Excerpt from a data file
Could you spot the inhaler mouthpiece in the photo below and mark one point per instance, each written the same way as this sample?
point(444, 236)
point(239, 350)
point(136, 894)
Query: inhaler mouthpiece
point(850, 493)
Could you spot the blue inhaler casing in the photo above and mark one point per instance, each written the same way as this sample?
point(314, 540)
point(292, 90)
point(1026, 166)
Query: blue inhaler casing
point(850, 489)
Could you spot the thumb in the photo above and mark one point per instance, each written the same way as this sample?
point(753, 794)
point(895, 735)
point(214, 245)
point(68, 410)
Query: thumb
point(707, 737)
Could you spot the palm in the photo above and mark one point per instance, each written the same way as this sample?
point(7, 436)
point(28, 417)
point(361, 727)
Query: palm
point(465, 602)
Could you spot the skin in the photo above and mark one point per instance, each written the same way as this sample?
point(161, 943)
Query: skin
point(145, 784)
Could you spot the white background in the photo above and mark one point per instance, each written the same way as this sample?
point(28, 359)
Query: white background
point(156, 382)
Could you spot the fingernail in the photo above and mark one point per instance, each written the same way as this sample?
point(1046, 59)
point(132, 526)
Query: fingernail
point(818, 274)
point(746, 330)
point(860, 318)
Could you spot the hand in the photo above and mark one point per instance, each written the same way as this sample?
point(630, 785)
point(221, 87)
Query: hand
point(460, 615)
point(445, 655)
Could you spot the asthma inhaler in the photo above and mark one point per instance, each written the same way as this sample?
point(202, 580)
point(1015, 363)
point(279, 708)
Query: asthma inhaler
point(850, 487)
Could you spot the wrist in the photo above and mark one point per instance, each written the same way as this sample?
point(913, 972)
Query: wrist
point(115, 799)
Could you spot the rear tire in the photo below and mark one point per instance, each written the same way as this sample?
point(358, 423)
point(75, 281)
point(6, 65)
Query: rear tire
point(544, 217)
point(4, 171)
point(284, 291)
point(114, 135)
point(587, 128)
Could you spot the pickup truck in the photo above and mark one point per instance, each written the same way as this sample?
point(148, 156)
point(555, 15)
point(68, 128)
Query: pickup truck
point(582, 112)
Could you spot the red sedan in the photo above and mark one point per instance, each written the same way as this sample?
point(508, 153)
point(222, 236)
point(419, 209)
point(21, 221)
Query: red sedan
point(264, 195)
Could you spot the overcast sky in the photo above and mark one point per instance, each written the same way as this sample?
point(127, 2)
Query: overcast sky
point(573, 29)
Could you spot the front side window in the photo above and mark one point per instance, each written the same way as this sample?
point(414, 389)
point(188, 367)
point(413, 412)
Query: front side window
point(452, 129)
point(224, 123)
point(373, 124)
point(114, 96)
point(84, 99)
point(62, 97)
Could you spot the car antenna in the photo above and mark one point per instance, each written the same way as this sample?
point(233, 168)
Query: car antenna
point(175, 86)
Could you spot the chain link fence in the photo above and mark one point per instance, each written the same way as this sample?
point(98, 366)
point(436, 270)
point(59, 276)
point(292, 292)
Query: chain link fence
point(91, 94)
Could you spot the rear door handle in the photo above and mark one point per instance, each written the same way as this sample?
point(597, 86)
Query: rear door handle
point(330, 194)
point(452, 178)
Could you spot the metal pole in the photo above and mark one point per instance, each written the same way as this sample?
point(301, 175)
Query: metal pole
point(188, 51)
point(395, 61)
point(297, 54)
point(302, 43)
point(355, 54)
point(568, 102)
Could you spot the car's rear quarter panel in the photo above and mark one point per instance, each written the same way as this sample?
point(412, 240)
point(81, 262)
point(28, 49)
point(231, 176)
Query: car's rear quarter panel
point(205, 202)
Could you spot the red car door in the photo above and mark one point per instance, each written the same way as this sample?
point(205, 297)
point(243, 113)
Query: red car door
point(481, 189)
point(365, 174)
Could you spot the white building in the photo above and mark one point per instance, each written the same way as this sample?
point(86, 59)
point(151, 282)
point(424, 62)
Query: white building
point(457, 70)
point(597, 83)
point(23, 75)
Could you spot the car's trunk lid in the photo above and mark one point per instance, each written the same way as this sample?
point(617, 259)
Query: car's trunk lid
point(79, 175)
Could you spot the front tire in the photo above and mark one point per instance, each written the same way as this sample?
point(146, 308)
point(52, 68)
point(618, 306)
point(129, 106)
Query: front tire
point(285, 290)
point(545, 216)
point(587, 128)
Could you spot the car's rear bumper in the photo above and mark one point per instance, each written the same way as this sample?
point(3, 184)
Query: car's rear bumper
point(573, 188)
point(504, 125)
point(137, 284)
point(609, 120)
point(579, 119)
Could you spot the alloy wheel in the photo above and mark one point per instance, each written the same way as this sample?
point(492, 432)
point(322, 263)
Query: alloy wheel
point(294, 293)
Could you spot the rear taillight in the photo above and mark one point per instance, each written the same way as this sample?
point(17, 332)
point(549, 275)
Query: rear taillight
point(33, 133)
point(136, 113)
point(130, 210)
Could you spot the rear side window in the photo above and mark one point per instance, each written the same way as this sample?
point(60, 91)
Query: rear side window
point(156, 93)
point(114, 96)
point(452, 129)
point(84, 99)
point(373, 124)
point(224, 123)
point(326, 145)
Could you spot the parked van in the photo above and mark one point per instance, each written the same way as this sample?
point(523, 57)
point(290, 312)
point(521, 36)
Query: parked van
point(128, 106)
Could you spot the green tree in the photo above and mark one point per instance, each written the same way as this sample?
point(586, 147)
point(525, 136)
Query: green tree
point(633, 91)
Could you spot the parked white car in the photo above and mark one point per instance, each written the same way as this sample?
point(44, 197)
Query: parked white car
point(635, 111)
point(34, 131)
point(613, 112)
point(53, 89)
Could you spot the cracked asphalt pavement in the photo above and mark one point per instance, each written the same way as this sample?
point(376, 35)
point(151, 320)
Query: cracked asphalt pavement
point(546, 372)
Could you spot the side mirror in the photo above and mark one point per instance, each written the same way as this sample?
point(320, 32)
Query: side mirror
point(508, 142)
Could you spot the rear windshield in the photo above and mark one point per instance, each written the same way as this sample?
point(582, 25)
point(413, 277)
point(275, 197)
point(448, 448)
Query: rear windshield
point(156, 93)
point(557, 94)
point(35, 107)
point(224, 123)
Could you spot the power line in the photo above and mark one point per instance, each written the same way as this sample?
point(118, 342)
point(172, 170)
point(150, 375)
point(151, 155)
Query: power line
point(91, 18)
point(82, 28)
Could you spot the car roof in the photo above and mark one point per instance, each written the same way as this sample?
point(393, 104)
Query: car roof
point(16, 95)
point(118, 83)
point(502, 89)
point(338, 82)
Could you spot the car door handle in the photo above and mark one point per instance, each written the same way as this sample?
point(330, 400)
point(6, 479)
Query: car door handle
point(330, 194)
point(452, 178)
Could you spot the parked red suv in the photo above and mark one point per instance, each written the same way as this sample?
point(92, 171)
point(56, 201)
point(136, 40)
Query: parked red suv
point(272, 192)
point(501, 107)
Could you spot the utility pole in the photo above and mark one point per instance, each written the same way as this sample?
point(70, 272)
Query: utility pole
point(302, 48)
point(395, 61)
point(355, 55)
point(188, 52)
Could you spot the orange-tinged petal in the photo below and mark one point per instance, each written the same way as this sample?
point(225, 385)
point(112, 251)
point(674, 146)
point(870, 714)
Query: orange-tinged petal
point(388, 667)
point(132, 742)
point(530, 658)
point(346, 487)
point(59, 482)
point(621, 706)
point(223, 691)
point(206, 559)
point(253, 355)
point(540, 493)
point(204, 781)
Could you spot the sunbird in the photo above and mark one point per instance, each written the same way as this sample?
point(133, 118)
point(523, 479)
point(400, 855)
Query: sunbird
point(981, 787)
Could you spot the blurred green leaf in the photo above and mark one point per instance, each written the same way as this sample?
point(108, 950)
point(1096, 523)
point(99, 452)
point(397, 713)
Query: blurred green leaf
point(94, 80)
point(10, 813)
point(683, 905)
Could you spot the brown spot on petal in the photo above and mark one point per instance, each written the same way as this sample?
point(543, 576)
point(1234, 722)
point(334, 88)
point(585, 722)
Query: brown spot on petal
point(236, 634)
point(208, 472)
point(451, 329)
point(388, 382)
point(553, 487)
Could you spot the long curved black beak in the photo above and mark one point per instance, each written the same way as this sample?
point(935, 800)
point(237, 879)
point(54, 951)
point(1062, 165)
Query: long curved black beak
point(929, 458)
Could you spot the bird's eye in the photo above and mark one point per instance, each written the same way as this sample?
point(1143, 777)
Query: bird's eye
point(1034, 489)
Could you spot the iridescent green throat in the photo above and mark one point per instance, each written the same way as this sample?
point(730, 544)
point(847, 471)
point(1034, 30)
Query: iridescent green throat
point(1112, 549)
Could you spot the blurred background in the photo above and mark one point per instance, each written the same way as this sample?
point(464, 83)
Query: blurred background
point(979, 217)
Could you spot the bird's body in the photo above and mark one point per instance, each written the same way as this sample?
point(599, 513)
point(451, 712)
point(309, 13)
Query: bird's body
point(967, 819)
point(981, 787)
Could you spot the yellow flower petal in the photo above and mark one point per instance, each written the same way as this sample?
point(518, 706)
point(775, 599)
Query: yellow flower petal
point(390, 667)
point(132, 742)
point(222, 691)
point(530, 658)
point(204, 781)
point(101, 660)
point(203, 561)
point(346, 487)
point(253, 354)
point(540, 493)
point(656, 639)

Set task:
Quote verbatim the stretch of the listing from its first line through the line containing "point(850, 489)".

Written solution:
Could you spot the inhaler mouthpiece in the photo below and mark one point per instance, each written the same way as this sample?
point(444, 236)
point(239, 350)
point(136, 894)
Query: inhaler mouthpiece
point(850, 493)
Could you spot the blue inhaler casing in the photo above and mark one point per instance, each written the same way as this sample?
point(314, 540)
point(292, 90)
point(1026, 166)
Query: blue inhaler casing
point(850, 489)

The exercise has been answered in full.